Extrait du document ->
● ● ● ● ●

Elliott Abrams, les serres du Condor

Lors de la journée de travail consacrée à « l’accouchement humanisé », le président Maduro a dénoncé les menaces d’Elliott Abrams concernant le financement d’une campagne médiatique sans précédent contre la révolution bolivarienne. Le représentant spécial de Trump pour le Venezuela, qui a dévasté l’Amérique latine d’abord sous Ronald Reagan dans les années 1980, puis avec George W. Bush au début des années 2000, a promis de faire intervenir la radio, la télévision et les réseaux sociaux.

Une campagne qui existe déjà et agit en permanence à travers « AP, Reuters, Bloomberg, Euronews, etc ». Une stratégie très répandue qui « utilise des groupes de mercenaires sur les réseaux sociaux par le biais de pages, de portails, de comptes qui alimentent le bruit, de rumeurs quotidiennes, des campagnes sont organisées ; et imaginez ce qui va se passer maintenant qu’ils en viennent même à l’annoncer ». Cependant, a dit Maduro, « la vérité du Venezuela est puissante et dépasse toutes les manipulations d’Elliott Abrams ».

Un puissant système médiatique est chargé de passer sous silence les informations qui montrent le succès du modèle bolivarien, tant contre la pandémie que contre la guerre économico-financière organisée par l’impérialisme américain et ses subordonnés européens. On ne parle du Venezuela que pour falsifier les chiffres ou pour prédire des catastrophes, en soutenant la construction virtuelle de « l’autoproclamé » Guaidó.

Cette stratégie est celle exposée par le Commandement Sud dans le manuel « Total War in Times of Globalization ». L’objectif est toujours le même : saper la confiance du peuple pour qu’il renverse le gouvernement, éviter le soutien des mouvements internationaux. C’est pour cela qu’après la Seconde Guerre mondiale, la CIA a également engagé la bataille sur le terrain des idées.

● ● ● ● ●

(Données d'annotation par coordonnées)
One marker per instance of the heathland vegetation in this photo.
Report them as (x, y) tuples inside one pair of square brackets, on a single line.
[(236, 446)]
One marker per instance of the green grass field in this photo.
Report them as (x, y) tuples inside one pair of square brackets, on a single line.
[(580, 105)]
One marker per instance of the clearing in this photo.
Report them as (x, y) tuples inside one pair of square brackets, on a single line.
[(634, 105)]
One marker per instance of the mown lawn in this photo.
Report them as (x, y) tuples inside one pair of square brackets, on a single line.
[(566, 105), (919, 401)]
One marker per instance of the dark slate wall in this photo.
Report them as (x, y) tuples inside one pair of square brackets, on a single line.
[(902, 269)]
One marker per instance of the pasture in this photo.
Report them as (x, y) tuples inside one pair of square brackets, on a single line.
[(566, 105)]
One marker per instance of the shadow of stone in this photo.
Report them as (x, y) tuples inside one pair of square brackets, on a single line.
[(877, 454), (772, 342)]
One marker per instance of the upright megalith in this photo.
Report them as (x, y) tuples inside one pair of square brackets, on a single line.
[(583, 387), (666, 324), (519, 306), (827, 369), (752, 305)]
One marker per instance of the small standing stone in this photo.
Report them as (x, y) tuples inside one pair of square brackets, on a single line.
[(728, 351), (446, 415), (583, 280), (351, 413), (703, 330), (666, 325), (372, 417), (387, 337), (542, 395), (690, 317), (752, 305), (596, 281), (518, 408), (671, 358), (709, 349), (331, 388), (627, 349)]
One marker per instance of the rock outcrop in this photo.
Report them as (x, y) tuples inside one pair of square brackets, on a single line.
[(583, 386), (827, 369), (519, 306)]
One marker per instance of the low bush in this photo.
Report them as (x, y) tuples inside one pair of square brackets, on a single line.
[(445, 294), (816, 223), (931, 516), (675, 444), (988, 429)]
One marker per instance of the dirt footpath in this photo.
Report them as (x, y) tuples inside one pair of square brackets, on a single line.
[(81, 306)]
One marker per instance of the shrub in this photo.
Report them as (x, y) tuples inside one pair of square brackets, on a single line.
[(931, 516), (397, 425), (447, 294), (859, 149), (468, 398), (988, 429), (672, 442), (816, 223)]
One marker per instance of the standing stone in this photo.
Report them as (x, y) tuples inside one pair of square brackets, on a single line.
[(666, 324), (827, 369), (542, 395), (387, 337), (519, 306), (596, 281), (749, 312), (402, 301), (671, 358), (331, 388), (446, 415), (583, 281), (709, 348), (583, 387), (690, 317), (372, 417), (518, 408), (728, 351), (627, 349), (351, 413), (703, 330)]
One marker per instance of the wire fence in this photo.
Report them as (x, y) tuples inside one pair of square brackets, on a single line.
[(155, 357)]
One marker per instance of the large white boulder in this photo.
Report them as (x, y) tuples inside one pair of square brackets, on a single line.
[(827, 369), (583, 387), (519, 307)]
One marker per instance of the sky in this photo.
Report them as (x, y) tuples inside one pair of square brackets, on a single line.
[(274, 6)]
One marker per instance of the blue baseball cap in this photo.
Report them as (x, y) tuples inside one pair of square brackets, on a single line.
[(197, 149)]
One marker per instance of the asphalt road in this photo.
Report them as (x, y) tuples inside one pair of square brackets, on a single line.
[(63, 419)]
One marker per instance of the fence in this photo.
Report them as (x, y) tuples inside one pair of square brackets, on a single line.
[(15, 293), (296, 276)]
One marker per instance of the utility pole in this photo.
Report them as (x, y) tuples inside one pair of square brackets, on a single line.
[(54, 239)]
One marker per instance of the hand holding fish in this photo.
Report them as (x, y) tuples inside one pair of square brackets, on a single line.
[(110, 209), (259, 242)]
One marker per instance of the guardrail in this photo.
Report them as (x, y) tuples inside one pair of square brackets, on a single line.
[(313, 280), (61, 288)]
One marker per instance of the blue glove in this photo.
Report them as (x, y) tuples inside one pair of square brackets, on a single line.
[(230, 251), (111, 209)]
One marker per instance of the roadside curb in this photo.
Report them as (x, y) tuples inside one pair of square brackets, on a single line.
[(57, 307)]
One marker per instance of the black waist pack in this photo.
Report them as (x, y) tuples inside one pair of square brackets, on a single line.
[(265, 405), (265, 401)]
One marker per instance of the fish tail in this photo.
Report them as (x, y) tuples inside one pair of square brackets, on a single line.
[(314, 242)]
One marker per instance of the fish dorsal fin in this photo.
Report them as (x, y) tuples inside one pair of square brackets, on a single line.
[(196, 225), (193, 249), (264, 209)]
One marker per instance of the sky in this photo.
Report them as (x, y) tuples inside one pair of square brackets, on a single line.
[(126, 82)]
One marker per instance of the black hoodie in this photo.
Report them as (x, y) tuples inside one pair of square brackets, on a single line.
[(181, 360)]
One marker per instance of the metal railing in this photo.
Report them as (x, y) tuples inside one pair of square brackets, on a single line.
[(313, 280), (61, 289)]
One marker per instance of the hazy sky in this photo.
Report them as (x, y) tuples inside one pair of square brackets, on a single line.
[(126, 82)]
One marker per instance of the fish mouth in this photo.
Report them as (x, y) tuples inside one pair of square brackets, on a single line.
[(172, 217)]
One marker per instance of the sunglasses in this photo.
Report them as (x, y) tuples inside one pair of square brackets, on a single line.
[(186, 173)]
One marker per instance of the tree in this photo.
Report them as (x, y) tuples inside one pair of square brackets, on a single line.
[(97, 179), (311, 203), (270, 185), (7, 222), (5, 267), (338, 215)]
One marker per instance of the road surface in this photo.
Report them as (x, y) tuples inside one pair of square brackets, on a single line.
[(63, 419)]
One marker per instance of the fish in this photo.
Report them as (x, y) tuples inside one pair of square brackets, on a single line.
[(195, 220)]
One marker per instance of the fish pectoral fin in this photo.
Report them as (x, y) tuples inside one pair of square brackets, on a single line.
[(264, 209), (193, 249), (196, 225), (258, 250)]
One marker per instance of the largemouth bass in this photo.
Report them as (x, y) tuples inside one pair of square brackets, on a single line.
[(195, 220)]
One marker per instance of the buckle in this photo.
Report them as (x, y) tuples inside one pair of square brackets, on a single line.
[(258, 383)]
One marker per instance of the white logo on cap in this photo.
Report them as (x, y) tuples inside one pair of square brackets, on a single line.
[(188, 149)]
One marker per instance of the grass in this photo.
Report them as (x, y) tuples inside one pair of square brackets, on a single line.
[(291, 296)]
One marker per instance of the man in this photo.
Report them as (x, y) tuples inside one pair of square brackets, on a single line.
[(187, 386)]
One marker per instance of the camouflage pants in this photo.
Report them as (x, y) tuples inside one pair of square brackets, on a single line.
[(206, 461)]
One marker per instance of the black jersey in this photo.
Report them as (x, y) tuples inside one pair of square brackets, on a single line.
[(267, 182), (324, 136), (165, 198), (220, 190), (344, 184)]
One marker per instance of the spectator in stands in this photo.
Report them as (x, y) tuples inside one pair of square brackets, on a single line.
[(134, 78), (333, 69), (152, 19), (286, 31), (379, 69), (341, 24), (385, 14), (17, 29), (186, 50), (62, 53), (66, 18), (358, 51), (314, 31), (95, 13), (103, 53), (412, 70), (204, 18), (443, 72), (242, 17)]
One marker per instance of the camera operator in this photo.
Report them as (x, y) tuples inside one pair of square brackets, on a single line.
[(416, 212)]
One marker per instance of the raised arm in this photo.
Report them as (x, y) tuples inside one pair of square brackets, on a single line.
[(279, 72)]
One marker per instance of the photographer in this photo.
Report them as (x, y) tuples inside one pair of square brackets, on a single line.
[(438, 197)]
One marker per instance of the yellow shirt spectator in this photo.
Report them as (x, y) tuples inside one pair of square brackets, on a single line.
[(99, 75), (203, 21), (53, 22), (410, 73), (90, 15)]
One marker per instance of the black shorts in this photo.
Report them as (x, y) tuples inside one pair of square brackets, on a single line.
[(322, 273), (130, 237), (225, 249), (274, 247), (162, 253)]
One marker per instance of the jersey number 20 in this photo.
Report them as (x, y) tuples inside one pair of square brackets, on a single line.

● ● ● ● ●

Consignes ->
A. Dressez la liste des agences et médias d'information cités nommément dans l'article sur Elliott Abrams.
B. Dans l'article sur Elliott Abrams, reprenez le passage allant de « Elliott Abrams, les » jusqu'à « les réseaux sociaux. » inclus, en remplaçant « campagne médiatique » par « offensive médiatique ».

Résultats par consigne ->
A. AP, Reuters, Bloomberg, Euronews

B.
Elliott Abrams, les serres du Condor

Lors de la journée de travail consacrée à « l’accouchement humanisé », le président Maduro a dénoncé les menaces d’Elliott Abrams concernant le financement d’une offensive médiatique sans précédent contre la révolution bolivarienne. Le représentant spécial de Trump pour le Venezuela, qui a dévasté l’Amérique latine d’abord sous Ronald Reagan dans les années 1980, puis avec George W. Bush au début des années 2000, a promis de faire intervenir la radio, la télévision et les réseaux sociaux.